--- Instructions for the task ---
From the line with "Query: person in grey coat" down to the final line of the records below, retype everything exactly and leave out the rest.

--- The data ---
____

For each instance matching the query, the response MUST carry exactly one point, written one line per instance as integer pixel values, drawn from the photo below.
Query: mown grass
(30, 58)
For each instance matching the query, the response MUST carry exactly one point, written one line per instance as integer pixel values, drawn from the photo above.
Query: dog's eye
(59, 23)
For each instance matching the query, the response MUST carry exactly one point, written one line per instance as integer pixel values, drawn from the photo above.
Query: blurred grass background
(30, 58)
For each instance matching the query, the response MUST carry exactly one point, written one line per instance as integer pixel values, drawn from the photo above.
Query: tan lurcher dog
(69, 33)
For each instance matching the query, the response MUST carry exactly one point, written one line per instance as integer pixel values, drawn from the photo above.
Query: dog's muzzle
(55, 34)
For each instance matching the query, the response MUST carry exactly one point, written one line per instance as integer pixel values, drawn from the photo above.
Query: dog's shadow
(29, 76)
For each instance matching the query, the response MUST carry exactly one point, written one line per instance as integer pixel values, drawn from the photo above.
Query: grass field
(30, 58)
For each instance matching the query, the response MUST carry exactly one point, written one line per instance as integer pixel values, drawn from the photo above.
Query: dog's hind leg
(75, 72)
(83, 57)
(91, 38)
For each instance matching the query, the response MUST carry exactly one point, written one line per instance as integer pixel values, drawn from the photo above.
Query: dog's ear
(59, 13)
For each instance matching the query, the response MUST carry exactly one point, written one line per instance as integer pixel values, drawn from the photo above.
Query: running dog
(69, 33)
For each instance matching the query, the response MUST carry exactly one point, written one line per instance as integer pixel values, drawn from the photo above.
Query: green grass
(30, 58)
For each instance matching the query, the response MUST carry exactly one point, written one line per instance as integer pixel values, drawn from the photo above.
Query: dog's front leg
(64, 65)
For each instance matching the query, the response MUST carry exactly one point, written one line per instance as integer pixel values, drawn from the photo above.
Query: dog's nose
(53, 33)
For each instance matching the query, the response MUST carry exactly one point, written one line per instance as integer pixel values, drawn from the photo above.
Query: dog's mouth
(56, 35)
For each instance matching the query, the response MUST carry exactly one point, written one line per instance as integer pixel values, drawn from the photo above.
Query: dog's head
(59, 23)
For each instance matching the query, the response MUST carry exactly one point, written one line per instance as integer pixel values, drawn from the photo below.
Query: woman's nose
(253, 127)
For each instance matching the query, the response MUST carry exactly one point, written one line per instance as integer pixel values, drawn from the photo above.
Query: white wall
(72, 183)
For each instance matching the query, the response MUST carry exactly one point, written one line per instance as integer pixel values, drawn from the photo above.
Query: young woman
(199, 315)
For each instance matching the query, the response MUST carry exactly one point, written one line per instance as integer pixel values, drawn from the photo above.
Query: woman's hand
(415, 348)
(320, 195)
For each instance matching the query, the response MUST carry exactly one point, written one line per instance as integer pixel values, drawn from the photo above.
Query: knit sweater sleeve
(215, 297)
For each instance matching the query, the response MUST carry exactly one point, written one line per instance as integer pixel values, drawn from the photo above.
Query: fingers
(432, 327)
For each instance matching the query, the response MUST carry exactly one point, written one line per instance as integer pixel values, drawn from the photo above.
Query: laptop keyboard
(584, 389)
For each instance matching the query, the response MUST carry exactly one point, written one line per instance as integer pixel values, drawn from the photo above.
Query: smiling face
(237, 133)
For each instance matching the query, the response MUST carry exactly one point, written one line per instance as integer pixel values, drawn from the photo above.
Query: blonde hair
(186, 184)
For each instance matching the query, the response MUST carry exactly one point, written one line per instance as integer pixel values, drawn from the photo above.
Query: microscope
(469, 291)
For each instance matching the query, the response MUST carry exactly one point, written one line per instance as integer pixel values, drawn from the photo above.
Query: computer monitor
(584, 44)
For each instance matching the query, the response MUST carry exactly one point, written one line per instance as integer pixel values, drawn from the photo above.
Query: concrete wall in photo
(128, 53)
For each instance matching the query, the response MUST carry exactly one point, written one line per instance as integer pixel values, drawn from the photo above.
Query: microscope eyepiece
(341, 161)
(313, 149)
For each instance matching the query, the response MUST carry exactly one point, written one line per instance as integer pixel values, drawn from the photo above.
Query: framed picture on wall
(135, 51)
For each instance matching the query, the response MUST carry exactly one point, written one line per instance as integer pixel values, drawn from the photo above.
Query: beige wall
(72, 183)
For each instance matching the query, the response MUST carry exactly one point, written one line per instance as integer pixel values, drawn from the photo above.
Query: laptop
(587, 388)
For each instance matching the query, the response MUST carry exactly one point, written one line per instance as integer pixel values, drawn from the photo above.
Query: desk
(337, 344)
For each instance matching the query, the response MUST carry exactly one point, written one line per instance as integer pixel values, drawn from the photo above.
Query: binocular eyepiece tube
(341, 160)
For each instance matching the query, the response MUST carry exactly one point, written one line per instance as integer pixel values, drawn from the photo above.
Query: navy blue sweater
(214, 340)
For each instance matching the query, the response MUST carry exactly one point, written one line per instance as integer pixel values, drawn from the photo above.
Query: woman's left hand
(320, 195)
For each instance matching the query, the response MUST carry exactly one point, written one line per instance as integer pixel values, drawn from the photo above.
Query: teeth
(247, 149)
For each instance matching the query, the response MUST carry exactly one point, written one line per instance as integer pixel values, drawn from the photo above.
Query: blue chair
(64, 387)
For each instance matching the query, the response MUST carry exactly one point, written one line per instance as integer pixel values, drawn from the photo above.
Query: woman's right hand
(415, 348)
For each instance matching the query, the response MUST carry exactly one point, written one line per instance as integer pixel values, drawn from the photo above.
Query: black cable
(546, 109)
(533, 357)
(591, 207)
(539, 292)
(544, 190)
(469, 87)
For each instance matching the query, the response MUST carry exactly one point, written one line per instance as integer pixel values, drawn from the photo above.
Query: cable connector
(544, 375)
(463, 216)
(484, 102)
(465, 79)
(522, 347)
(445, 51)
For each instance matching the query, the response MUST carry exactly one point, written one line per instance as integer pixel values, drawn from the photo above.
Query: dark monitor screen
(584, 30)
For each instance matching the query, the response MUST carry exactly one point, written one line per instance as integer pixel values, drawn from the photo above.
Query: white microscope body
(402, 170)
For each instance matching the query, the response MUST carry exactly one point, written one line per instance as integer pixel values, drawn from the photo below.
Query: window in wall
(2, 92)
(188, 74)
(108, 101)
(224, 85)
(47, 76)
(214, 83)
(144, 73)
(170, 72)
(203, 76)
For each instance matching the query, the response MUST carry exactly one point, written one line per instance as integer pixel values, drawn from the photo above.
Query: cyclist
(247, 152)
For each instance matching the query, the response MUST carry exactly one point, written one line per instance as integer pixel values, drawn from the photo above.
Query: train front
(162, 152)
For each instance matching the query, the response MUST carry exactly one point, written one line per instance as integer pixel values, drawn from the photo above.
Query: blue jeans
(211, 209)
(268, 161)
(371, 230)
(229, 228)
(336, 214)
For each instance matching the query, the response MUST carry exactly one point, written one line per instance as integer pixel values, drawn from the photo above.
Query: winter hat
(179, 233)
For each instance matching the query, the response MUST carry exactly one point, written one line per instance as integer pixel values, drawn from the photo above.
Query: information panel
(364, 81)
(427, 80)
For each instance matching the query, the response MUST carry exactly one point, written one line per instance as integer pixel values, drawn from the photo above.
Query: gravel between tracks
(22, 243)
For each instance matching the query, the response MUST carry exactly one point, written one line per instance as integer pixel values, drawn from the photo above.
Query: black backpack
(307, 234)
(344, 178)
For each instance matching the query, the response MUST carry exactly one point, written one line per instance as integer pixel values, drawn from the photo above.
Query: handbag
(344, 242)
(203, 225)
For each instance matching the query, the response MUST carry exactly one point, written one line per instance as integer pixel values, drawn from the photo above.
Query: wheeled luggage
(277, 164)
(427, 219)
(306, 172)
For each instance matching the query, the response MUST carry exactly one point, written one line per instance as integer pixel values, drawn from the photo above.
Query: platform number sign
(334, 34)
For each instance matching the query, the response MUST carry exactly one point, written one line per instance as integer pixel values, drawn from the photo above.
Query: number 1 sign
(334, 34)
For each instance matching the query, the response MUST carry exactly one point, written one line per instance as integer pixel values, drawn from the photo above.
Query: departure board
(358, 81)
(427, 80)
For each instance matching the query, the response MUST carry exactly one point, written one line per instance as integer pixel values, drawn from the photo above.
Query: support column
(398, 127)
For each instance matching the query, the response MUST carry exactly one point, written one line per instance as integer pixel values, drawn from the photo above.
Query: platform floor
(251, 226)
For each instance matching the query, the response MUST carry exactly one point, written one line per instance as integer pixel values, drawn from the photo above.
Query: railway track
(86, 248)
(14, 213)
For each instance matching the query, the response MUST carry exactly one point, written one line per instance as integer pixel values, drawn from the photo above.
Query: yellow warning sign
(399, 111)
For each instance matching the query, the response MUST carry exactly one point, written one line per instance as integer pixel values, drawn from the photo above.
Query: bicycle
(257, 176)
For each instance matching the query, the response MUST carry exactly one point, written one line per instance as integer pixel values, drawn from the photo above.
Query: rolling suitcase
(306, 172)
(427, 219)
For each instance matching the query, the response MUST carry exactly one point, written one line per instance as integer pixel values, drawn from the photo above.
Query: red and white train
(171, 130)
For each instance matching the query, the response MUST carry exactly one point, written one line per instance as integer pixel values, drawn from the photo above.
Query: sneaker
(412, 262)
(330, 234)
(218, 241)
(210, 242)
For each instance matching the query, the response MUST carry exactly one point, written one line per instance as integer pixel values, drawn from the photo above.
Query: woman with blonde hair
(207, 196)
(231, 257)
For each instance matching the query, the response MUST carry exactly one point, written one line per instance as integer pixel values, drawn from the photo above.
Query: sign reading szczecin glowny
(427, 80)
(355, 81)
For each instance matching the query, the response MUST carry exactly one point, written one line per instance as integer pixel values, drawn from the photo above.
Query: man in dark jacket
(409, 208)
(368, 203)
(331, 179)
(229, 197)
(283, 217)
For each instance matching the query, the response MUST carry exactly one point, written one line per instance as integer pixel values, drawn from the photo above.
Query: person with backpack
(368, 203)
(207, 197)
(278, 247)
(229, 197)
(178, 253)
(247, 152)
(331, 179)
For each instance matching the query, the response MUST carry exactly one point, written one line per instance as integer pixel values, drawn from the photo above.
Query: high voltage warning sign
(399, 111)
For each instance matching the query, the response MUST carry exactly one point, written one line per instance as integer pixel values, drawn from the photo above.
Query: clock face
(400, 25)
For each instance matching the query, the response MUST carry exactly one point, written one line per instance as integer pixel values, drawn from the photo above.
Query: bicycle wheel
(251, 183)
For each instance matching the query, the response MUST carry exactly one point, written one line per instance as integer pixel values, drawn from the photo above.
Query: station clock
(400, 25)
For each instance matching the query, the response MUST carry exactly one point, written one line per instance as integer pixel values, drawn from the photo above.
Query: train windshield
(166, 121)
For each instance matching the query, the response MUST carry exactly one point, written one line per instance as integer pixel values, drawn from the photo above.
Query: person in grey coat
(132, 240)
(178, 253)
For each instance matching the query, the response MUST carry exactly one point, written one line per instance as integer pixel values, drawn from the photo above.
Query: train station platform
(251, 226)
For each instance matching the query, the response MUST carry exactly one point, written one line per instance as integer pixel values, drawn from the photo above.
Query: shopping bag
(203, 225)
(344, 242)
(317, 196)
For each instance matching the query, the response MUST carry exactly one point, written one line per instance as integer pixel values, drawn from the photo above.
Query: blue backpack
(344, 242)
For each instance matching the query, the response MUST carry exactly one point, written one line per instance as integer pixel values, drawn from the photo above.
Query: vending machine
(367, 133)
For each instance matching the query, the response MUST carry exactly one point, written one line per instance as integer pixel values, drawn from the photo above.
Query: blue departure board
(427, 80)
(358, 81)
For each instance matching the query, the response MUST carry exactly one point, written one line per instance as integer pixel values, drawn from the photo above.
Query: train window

____

--- Answer below ---
Query: person in grey coat
(132, 240)
(178, 253)
For each instance matching the query, the response MUST carry exactly one point, written one line per instance as integer pixel values, drawn from the photo above.
Query: train station platform
(251, 226)
For each instance matching the query, the response MUST carry exactly one point, written one line per instance as integer pixel values, drawn from the photo above.
Query: shopping bag
(203, 225)
(344, 242)
(317, 196)
For each instance matching the query, the response MUST carry exactly one point, written one line per instance as integer pixel values, drawn from the photo above.
Query: blue backpack
(344, 242)
For each instance matching the query, the response MUST carry exactly one point, written one line per instance as integer pixel values, drawn from the photo above.
Query: vending machine
(367, 133)
For each instance matching the query, the response MUST carry exactly one point, written one line per instance as integer pixel values, drawn from the photo above.
Query: blue departure board
(427, 80)
(358, 81)
For each instance matching the query, the response MUST carry exactly one point, written one line per instance as integer pixel values, drawn from the photo above.
Query: train window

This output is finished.